What is asked -
a - In the self-reflection passages, what question does the writer ask when fear or anxiety arises?
b - Summarize the self-reflection passages in two sentences.
c - Extend the self-reflection passages onward from their final sentence about self-discipline.

Excerpted passage -
---------------
We Don’t Acquire Wisdom, We Get Rid of Things

We don’t acquire wisdom, we get rid of things.

To acquire wisdom is to grow closer to what is True, and the accumulation of “things” has nothing to do with “acquiring wisdom”.

To “get rid of things” is to get closer to who we truly are, to be able to see within, beyond the shroud of illusion.

There is a beautiful simplicity that derives from the knowing that we do not have to search for “wisdom” or “truth” at all, we are the embodiments of it, we are it.

The Power In Asking Questions

“Sometimes questions are more important than answers.”

– Nancy Willard

I’m sure that many of you have heard the saying, “sometimes the questions are more important than the answers,” as have I; Before I realized the extent to how true and impactful this message actually was.

I have found that asking myself questions is the easiest way to become aware of unconscious patterns.

I also made the connection that the wording I used when posing the question played a major role in what I was able to uncover within myself.

For example: Whenever I feel feelings such as fear or anxiety arising within me, I simply ask myself the question, What am I so afraid of? Whenever I ask myself this question, all feelings of fear and anxiety dissipate within me.

Another example is when I catch myself having a difficult time being genuine or authentic with my words, or simply not sure which direction I want to go in. Whenever I feel this way, I pose to myself the question, “What are my true intentions?Whenever I ask myself this question, a sense of clarity comes over me, and I am able to honestly work towards and communicate my goals and expectations.

So often we spend our time unconsciously avoiding or ignoring thoughts or emotions that we don’t like, instead of confronting them with the presence of awareness.

One way to confront these thoughts or emotions with the presence of awareness is by asking ourselves questions. Once we address this cause of suffering by asking ourselves the right questions, we create an internal shift allowing inner peace to take over.

These are just a couple of examples that I use often within my own life, but the power of questions don’t just apply when asking questions to myself, but sending a question out to the universe as well. I have found to be true that whenever I send a question out into the universe, even if the answer may not be direct, I always receive an answer in some form. Although from my own experience, I would say that the simplest and most effective way to use the power of questions to benefit one’s life is by posing them to themselves.

When posing a question to oneself, I have found that the most effective way to do so was by asking it internally, in the form of thought.

Although it is true that we are not our thoughts, as Eckhart Tolle and many others influential teachers express, our mind can still be used as a tool for good.

One does not have to verbalize the question that they are posing to themselves out loud in order for it to have a positive impact, asking the question in the form of internal thought is just as effective, if not more.

The possibilities for the questions that can be posed are endless, whether it be from something as vague as “What do I want?” to something as specific as “What am I feeling?“. At the end of the day, pose whatever question calls to you! We are all on our own individual journeys and thus are looking for our own individual answers that relate to our own individual experiences, so we will all have very different questions to ask, and that is the beauty of it.


I hope this helps. All my love and namaste.

The Power of Self-Discipline

To have self-discipline is to honor and encourage oneself, while being consistent with one’s own word.

The truth about self-discipline is that one simply has to do it. There is no thinking when it comes to making decisions that honors oneself, they either make it or they don’t.

There are many spiritual and metaphysical practices as well that require self-discipline like: yoga, meditation, journaling, educating oneself, and so much more. (although self-discipline can be practiced throughout anyone’s everyday life)
---------------
Point labeling dataset excerpts -
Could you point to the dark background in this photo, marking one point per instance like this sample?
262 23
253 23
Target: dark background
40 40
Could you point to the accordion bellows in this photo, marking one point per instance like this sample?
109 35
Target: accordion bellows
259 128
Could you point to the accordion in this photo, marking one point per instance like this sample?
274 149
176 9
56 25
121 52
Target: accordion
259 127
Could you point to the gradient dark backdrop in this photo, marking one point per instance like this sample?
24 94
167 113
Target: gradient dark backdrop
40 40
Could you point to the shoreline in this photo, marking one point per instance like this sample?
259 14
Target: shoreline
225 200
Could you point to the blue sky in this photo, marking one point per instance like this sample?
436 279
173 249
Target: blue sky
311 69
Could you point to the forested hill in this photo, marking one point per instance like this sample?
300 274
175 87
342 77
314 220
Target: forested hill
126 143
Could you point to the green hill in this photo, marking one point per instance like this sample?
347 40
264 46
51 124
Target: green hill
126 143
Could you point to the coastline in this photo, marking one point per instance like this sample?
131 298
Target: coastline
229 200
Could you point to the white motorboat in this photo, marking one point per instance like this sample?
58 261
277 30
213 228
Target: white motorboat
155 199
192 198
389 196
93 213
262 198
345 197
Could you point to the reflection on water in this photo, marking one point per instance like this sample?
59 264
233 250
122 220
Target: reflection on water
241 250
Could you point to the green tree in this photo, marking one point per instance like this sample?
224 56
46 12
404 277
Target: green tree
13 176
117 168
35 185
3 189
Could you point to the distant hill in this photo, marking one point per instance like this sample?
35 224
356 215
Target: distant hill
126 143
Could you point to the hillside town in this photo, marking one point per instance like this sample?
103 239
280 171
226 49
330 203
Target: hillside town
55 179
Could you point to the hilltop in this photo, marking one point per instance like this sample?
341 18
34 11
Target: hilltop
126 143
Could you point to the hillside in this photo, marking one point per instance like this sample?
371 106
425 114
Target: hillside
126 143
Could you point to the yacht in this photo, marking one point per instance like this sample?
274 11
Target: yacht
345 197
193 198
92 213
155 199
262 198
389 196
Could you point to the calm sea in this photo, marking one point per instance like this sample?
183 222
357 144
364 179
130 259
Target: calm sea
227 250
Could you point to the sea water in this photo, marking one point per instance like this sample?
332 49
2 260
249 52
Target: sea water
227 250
---------------
Outputs in order -
a - "What am I so afraid of?"

b - Wisdom comes not from accumulating things but from getting rid of them, because we already embody truth. Asking oneself questions, especially internally in thought, uncovers unconscious patterns and brings inner peace, and self-discipline means honoring and encouraging oneself while staying consistent with one's own word.

c -
The more one practices making decisions that are aligned with their highest intentions, the easier it will then become to make these decisions. When one remains consistent with their word, then these decisions are no longer a struggle to make; they then become automatic, ingrained as a pattern within our subconscious.

For me in the beginning, I can admit that I had to force myself to become accustomed to such practices of self-discipline. Although looking back now, I am grateful for the ways in which I pushed myself to reach my highest potential.

Below, I list some of the healthy ways in which I was able to establish self-discipline in order to better myself. I hope it helps.


Getting to Know My Patterns

We all have patterns that run through our minds on a daily basis. These are the same patterns that influence our behavior, as well as the decisions we make throughout each day.

Once we become aware of the recurring patterns that we often follow without thought, we are then able to catch ourselves before we unconsciously react to such patterns.

These patterns can be something from eating a sugary snack with a cup of coffee every morning, to smoking a cigarette whenever stress hits, to procrastinating every time one has to do work that disinterests them.

Yes, eventually the intention may be to reprogram these patterns to something that serves us, but nonetheless, the first step is simply becoming aware that these patterns even exist. Once we are aware, we can then take the steps to stopping these patterns through self-discipline.

Stop Playing the Victim Card

One of the most difficult shifts to make, yet also one of the most impactful, was realizing that it was time for me to stop playing the role of the victim and to take accountability for my actions.

As I became more and more aware of how much I unconsciously played the victim card, I also realized how much power I gave away in the process of doing this. I wanted to rise up to my true power, yet I was simultaneously contradicting myself by claiming to be a victim.

If I knew I was a co-creator, then why would I choose to fall victim to my own creations; Unless I had doubt that I was in fact a powerful creator?

This victim mentality was the very thing that was holding me back from reaching my highest potential.

To make this shift, I first had to realize that I could not pick and choose when I created and when I did not. I had to make the connection that I was in control of the experiences that I brought into my life. If I wanted to accept the good, then I also had to take accountability for my mistakes.

Now this does not imply that we are the sole cause of all the suffering on this planet. This simply means that we are in full control of the experiences that we attract within our own personal lives, and that we cannot pick and choose what we want to take accountability for.

Being Consistent

This aspect of adding self-discipline to one’s life is so important, for it involves honoring one’s own words and intentions. To be consistent with your word is to keep the promises that you make to yourself.

For me, this meant following the rules I set for myself until it became routine.

It is so easy (and also very common, it happens to the best of us!) to begin a practice or to set an intention for ourselves in order to establish a set routine, just to have it discontinue as time goes on.

Of course it is never intentional to discontinue said routines, but we often tend to forget soon after, or sometimes manage to find an excuse in order to make ourselves feel better about discontinuing.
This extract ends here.